START Provided information

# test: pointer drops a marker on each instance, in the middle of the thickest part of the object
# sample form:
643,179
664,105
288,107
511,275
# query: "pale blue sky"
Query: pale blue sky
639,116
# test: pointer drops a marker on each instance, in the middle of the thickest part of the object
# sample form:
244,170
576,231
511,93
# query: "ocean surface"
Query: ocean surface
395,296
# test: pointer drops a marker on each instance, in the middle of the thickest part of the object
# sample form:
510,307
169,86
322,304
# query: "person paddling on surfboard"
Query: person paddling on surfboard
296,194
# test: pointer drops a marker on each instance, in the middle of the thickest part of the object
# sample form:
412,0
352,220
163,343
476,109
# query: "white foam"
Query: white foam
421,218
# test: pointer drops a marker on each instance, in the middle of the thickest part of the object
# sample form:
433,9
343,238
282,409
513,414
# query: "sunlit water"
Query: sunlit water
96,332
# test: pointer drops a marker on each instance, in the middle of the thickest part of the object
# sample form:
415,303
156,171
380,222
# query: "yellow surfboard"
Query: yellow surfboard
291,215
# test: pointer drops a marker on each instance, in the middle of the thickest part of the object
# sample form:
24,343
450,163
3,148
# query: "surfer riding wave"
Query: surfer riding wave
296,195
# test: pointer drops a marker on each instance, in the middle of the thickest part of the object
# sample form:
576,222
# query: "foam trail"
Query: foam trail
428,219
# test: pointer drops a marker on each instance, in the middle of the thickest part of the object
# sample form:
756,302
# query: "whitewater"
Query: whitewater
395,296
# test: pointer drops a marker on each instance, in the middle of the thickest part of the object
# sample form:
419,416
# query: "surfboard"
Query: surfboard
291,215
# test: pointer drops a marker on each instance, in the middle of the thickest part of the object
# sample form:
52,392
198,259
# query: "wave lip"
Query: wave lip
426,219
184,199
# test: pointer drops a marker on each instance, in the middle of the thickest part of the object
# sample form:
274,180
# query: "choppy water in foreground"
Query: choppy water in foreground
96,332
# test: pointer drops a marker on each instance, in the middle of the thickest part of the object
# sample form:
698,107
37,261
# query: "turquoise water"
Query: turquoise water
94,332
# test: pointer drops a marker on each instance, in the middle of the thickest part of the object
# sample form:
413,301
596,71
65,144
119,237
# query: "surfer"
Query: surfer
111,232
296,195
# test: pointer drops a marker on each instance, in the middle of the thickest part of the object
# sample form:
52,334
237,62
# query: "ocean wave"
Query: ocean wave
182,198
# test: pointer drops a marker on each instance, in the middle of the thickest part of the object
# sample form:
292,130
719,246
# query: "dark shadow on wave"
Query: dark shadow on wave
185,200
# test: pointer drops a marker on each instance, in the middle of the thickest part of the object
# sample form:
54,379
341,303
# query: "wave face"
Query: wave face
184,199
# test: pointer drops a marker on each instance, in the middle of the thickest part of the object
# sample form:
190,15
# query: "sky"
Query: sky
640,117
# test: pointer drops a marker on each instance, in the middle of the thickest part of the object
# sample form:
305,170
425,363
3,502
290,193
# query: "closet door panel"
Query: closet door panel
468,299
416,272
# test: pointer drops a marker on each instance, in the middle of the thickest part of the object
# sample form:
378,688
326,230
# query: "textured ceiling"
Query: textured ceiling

END Provided information

> Work required: Find every line of the data that includes the string "ceiling". Copy each of those lines.

> Answer section:
# query: "textured ceiling"
Query: textured ceiling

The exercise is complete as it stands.